Using the records that appear below, write out exactly the lines from the one with "Query: wooden japanese house" through the one with "Query: tree trunk", keeping both end lines.

Data for this exercise —
....

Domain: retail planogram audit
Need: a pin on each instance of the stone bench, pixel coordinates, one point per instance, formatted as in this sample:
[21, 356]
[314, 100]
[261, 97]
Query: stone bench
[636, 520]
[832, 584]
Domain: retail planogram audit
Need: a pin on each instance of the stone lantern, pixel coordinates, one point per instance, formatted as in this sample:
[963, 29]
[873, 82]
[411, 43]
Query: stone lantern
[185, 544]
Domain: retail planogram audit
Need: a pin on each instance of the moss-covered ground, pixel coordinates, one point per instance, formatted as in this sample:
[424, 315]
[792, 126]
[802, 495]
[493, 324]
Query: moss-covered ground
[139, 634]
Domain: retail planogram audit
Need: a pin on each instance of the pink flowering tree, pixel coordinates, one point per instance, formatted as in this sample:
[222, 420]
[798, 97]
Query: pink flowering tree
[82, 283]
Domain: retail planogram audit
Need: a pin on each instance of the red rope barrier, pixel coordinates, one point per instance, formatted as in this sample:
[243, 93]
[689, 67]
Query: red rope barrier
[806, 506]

....

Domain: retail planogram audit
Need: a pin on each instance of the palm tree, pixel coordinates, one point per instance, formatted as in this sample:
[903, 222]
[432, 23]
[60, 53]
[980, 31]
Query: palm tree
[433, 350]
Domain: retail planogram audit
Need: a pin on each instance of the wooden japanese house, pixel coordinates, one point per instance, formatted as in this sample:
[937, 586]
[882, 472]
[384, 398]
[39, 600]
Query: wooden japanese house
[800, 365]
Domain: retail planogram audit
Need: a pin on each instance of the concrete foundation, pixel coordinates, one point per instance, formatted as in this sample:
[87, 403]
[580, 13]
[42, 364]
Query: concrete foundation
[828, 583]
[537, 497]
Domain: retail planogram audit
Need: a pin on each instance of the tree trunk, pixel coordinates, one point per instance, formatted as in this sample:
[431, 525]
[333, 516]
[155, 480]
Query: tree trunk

....

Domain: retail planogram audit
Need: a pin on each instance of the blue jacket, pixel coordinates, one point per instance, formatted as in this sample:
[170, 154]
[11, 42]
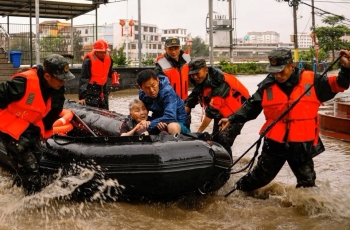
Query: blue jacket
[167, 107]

....

Written answer —
Query: wooden japanese house
[800, 365]
Domain: retail planogram audit
Need: a pin on each instance of the concrete foundation, pixel coordinates, one point per instance, formatted as in this sample:
[87, 403]
[580, 13]
[42, 364]
Query: concrete foundation
[828, 583]
[537, 497]
Domain: retail planogram audit
Need: a pin on each instance of the tree trunk, pixel coordinates, one point per instance, formatted as in this sample:
[431, 525]
[333, 516]
[155, 480]
Query: tree trunk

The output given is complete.